[BEGIN TEXT TO READ]
# Rail or Track and best rod holders



## Riverduck11 (Jul 11, 2013)

I just got a new boat and am contemplating between Track or Rails for the back of the boat. The boat has grab handles for all passengers, so I do not need anything to hang on to. It would be for mostly securing rod holders and attaching fenders when docking. I will be using the rod holder for trolling for the most part.

Secondly, if I went with rails, who makes a good holder that does not mar or scratch the rail? Are there any with rubber inserts. I have spent some time looking without finding what I am exactly looking for.

Thanks for the help.


----------



## capt j-rod (Feb 14, 2008)

Rod holders get really expensive really quick. Cisco makes the finest ones out there imo. I run big jons and they seem to be a good "bang for the buck". Tite locks are a little flimsy but they work and are less expensive. You really need to decide what type of fishing you are going to do. If you are trolling Erie then you'll have 4-6 tubes and probably 2 cradles. I like the berts track. I can put anything anywhere and it all comes off in 5 mins for the canvas to snap on. I also don't like leaving out my candy for less than honest thieves. My down riggers are on tracks too. Give us more details as to how you plan to fish and you'll get better replies


----------



## Shortdrift (Apr 5, 2004)

Rail mounted base holders will create wear on your canvas unless the cover has secondary reinforcement. Cisco's track mounted is an excellent and forever installation.


----------



## Riverduck11 (Jul 11, 2013)

Thanks guys. I will will only be fishing Erie about 10 days a year. So I want to be Erie capable but not only set for that. I will also troll inland lakes for Saugeye. I also would like a second fisherman to be able to spider rig off the back for crappie trips. I have several drift masters and Tite Lock which is the main reason I am even considering rail, I don't have to put another $500 in holders after just buying the boat! I am just not sure if the holders I have can take the pull of Walleye when I go to Erie and Troll.

I do not have any canvas at this point to consider. I suppose that will be a down the line purchase.


----------



## capt j-rod (Feb 14, 2008)

Lots of guys like trees. Not my style. If you knew a good aluminum welder it ain't rocket science to fabricate some of this stuff. Watch the market place on here and check Craig's list. $500 is about the right number but...
Shimano tekota reel.........$190
Shimano talora rod...........$75
Power pro braided line......$20
Husky or bandit.................$10
Swivels and teminal...........$5
-----------------------------------------
Total. $300 per rig
Cheap rod holder? No thankyou!
DON'T SHOW THIS TO MY WIFE!!!


----------



## K gonefishin (May 4, 2004)

Ram mount rail holders or fish on brand will suite u fine the bases are low profile and attach to rail. I have a set for 40.00 I could sell you pm me if ur interested tons of guys use ram they work fine. Tracks will run u a lot of extra coin and you'll need track mounts and the rod holders. I have ciscos on my boat but have well over 1k wrapped up. Rams or similar will work fine for 10 days a year


----------



## sherman51 (Apr 12, 2011)
[END TEXT TO READ]
_INSTRUCTION 1_
In the thread, which brand of rod holder does capt j-rod call the finest?
[BEGIN RECORD SET]
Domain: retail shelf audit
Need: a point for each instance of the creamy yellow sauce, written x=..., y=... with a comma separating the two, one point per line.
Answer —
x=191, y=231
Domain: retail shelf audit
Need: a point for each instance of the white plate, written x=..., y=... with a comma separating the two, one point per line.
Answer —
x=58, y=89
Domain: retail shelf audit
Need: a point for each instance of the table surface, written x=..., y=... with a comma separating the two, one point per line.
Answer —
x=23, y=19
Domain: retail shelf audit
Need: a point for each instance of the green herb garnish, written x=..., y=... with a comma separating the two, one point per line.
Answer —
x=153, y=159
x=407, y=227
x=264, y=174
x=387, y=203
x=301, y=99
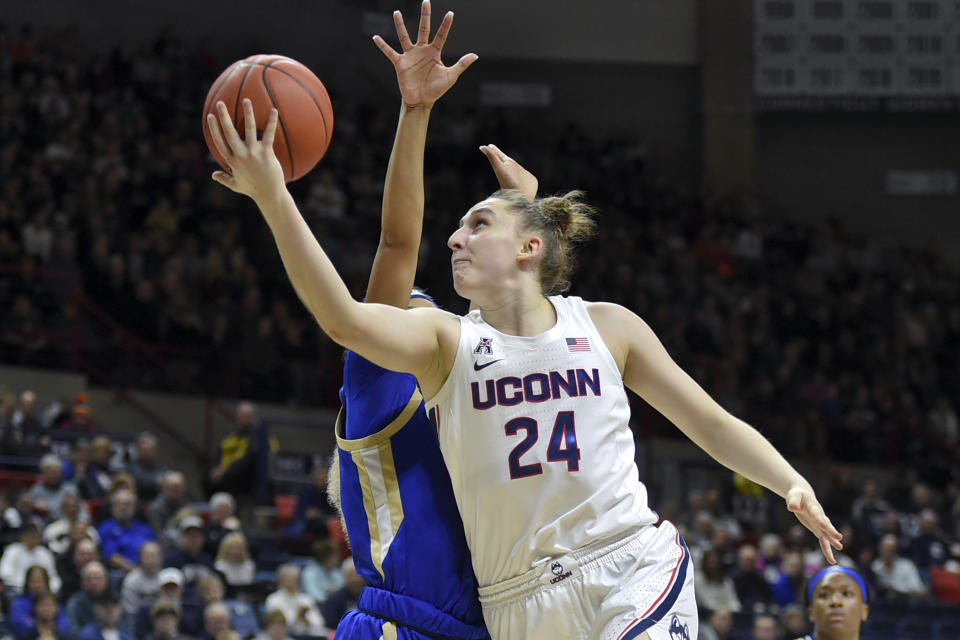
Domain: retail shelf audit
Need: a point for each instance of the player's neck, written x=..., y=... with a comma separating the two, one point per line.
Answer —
x=519, y=315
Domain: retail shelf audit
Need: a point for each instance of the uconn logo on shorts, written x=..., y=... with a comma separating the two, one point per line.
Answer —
x=678, y=631
x=557, y=569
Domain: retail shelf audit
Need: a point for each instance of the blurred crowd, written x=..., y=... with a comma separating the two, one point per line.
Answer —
x=113, y=240
x=108, y=543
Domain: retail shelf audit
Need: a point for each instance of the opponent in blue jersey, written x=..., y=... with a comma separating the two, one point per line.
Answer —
x=395, y=495
x=837, y=597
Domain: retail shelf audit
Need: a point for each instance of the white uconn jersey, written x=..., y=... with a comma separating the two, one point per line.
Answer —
x=534, y=432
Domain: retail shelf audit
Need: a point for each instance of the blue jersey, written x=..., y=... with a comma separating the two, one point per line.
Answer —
x=398, y=506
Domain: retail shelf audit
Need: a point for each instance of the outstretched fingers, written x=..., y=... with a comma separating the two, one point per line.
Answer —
x=229, y=131
x=423, y=34
x=440, y=39
x=386, y=49
x=404, y=37
x=249, y=122
x=217, y=137
x=270, y=131
x=464, y=62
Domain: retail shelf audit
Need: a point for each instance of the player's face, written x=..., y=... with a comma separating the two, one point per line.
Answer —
x=484, y=248
x=837, y=609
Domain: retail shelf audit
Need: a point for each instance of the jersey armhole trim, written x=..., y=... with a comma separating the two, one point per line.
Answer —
x=380, y=436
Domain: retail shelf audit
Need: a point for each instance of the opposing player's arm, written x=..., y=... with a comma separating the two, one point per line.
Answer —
x=650, y=372
x=423, y=79
x=395, y=264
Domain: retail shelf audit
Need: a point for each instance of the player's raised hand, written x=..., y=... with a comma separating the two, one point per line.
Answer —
x=253, y=166
x=510, y=173
x=421, y=74
x=802, y=502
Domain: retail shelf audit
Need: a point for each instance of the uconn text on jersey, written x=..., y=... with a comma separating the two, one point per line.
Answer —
x=535, y=387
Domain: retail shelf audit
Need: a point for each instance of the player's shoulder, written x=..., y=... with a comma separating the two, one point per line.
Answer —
x=607, y=312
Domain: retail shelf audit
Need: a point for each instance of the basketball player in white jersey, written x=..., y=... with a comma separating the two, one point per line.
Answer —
x=527, y=394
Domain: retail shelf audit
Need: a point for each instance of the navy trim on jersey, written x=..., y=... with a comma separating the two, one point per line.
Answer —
x=664, y=607
x=417, y=615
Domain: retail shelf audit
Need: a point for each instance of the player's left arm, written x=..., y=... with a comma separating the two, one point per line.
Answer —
x=650, y=372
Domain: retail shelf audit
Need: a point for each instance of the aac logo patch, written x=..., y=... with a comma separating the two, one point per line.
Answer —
x=678, y=631
x=484, y=347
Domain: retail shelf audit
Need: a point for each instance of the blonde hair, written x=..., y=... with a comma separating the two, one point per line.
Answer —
x=562, y=222
x=227, y=539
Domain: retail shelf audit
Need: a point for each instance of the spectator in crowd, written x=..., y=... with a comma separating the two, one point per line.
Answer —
[END RECORD SET]
_INSTRUCTION 2_
Substitute "thick" for "creamy" in the rows from their start up to and including the line with "x=191, y=231", and leave everything else unchanged.

_RESPONSE 1_
Cisco.

_RESPONSE 2_
Domain: retail shelf audit
Need: a point for each instance of the thick yellow sauce, written x=..., y=... with a comma separating the two, one point per line.
Answer —
x=191, y=231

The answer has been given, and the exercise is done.